→ TASK LIST:
1. List every compression codec named in the io.compression.codecs value of the thread on reading gzip files in Pig.
2. Do these statements agree with the thread on reading gzip files in Pig? (a) The poster runs Pig 0.6 on an Amazon EMR instance. (b) The JSON scripts fail even when the logs are uncompressed. (c) The custom loader's getInputFormat returned a PigTextInputFormat.
3. Pick up the thread on reading gzip files in Pig after its last line and keep it going.

--- EXTRACT ---

FAQ
I have been working my way through Pig recently with a lot of help from the
folks in #hadoop-pig on Freenode.

The problem I am having is with reading any gzip'd files from anywhere
(either locally or from s3). This is the case with pig in local mode. I am
using Pig 0.6 on an Amazon EMR (Elastic Map Reduce) instance. I have
checked my core-site.xml and I have the following line for compression
codecs:

<property><name>io.compression.codecs</name><value>org.apache.hadoop.io.compress.GzipCodec,org.apache.hadoop.io.compress.DefaultCodec,com.hadoop.compression.lzo.LzoCodec,com.hadoop.compression.lzo.LzopCodec,org.apache.hadoop.io.compress.BZip2Codec</value></property>

Gzip is listed there so I don't know why it won't decode properly. I am
trying to do the following as a test:

--
Y = LOAD 's3://$bucket/$path/log.*.gz' AS (line:chararray);
foo = LIMIT Y 5;
dump foo
(?ks?F?6?)

Y = LOAD 'file:///home/hadoop/logs/test.log.gz' AS (line:chararray);
foo = LIMIT Y 5;
dump foo
(?ks?F?6?)
--

Both yield the same results. What I am actually trying to parse is
compressed JSON. And up to this point dmitriy has helped me and the JSON
loads and the scripts run perfectly as long as the logs are not compressed.
Since the logs are compressed, my hands are tied. Any suggestions to get
me moving in the right direction? Thanks.

-e
--
Eric Lubow
e: eric.lubow@gmail.com
w: eric.lubow.org

Search Discussions

  • Charles Gonçalves at Feb 22, 2011 at 2:29 am
    I'm not sure if is the same problem.

    I did a custom loader and I got a problem reading compressed files too.
    So I noticed that in the PigStorage the function getInputFormat was:

    public InputFormat getInputFormat() throws IOException {
    if(loadLocation.endsWith(".bz2") || loadLocation.endsWith(".bz")) {
    return new Bzip2TextInputFormat();
    } else {
    return new PigTextInputFormat();
    }
    }

    And in my custom loader was :

    public InputFormat getInputFormat() {
    return new TextInputFormat();
    }


    I just copied the code from PigStorage and everything went right


    On Mon, Feb 21, 2011 at 8:46 PM, Eric Lubow wrote:

    I have been working my way through Pig recently with a lot of help from the
    folks in #hadoop-pig on Freenode.

--- STORED DATA ---

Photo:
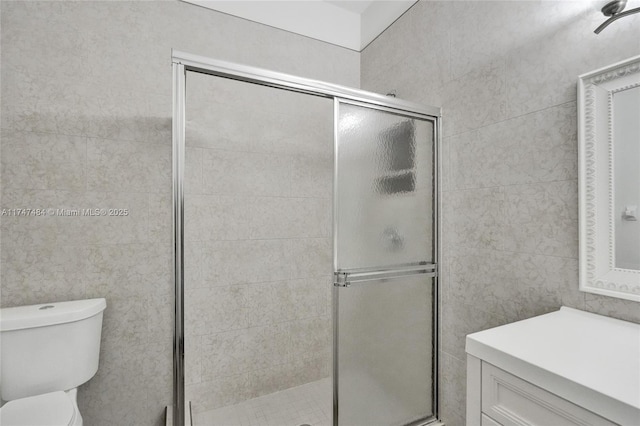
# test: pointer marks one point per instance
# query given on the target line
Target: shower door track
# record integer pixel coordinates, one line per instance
(183, 62)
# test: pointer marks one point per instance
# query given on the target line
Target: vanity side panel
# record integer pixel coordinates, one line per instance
(474, 384)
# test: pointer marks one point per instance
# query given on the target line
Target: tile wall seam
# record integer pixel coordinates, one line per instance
(509, 118)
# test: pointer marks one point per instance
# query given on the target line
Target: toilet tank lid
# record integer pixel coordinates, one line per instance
(44, 314)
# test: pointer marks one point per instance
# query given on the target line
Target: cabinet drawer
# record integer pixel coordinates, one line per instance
(488, 421)
(514, 402)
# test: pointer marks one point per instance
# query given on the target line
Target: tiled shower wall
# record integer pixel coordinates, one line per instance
(86, 123)
(505, 74)
(259, 175)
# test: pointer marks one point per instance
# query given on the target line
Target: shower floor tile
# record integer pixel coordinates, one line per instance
(309, 404)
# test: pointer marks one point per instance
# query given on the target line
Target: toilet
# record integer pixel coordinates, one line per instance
(47, 351)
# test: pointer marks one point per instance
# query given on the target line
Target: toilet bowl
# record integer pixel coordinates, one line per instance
(49, 409)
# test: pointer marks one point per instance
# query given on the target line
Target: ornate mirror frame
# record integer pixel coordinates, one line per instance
(598, 271)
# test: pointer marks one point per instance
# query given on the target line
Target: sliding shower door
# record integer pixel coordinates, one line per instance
(384, 267)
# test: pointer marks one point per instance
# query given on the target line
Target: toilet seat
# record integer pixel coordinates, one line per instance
(49, 409)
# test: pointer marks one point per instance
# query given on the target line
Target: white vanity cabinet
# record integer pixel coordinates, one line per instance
(564, 368)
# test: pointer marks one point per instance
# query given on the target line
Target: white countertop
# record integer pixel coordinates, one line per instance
(588, 359)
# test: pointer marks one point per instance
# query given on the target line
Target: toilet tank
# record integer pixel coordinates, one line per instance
(49, 347)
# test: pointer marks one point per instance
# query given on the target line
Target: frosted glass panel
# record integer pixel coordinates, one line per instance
(384, 193)
(385, 352)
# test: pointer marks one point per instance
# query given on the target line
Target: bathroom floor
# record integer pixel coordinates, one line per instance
(309, 404)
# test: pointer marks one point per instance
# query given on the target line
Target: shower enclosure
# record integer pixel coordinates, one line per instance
(306, 243)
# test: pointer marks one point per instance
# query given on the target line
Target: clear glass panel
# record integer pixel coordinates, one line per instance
(384, 213)
(257, 212)
(385, 342)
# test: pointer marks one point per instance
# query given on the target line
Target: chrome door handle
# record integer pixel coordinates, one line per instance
(344, 278)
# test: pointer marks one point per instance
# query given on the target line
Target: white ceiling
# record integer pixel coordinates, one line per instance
(350, 24)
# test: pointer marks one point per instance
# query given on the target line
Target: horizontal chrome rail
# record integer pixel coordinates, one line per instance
(346, 278)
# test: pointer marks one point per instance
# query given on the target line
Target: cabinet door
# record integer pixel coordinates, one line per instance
(514, 402)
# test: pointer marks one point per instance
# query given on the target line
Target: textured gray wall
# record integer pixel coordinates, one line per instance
(505, 74)
(86, 120)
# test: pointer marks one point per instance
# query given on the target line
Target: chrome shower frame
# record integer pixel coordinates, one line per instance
(183, 62)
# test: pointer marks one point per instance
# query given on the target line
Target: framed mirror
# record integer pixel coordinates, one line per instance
(609, 149)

---

→ EXPECTED ANSWERS:
1.
org.apache.hadoop.io.compress.GzipCodec
org.apache.hadoop.io.compress.DefaultCodec
com.hadoop.compression.lzo.LzoCodec
com.hadoop.compression.lzo.LzopCodec
org.apache.hadoop.io.compress.BZip2Codec

2.
(a) Yes: "I am using Pig 0.6 on an Amazon EMR (Elastic Map Reduce) instance."
(b) No: "the JSON loads and the scripts run perfectly as long as the logs are not compressed."
(c) No: "return new TextInputFormat();"

3.
    The problem I am having is with reading any gzip'd files from anywhere
    (either locally or from s3). This is the case with pig in local mode. I
    am
    using Pig 0.6 on an Amazon EMR (Elastic Map Reduce) instance. I have
    checked my core-site.xml and I have the following line for compression
    codecs:


    <property><name>io.compression.codecs</name><value>org.apache.hadoop.io.compress.GzipCodec,org.apache.hadoop.io.compress.DefaultCodec,com.hadoop.compression.lzo.LzoCodec,com.hadoop.compression.lzo.LzopCodec,org.apache.hadoop.io.compress.BZip2Codec</value></property>

    Gzip is listed there so I don't know why it won't decode properly. I am
    trying to do the following as a test:

    --
    Y = LOAD 's3://$bucket/$path/log.*.gz' AS (line:chararray);
    foo = LIMIT Y 5;
    dump foo
    (?ks?F?6?)

    Y = LOAD 'file:///home/hadoop/logs/test.log.gz' AS (line:chararray);
    foo = LIMIT Y 5;
    dump foo
    (?ks?F?6?)
    --

    Both yield the same results. What I am actually trying to parse is
    compressed JSON. And up to this point dmitriy has helped me and the JSON
    loads and the scripts run perfectly as long as the logs are not compressed.
    Since the logs are compressed, my hands are tied. Any suggestions to get
    me moving in the right direction? Thanks.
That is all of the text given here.